## WHAT YOU HAVE TO DO
Write out the material again with "instance" swapped for "occurrence" wherever it occurs and nothing else changed. Omit the pictures from your answer.

(Image boundary labeling items)
━━━━

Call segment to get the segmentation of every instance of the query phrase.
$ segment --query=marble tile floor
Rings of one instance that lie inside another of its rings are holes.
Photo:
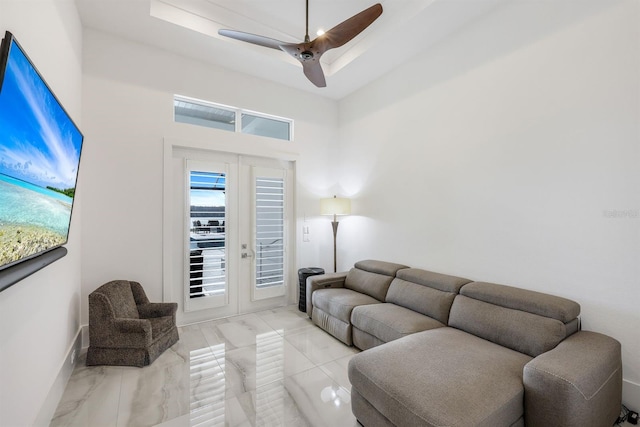
[[[355,427],[349,359],[358,352],[297,306],[180,328],[145,368],[78,361],[53,427]]]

━━━━

## FINISHED EXERCISE
Call segment to get the segmentation of every occurrence of the query phrase.
$ segment --query=marble tile floor
Rings of one occurrence that lie inside another of its rings are holes.
Photo:
[[[355,427],[349,359],[358,352],[297,306],[180,328],[145,368],[78,361],[53,427]]]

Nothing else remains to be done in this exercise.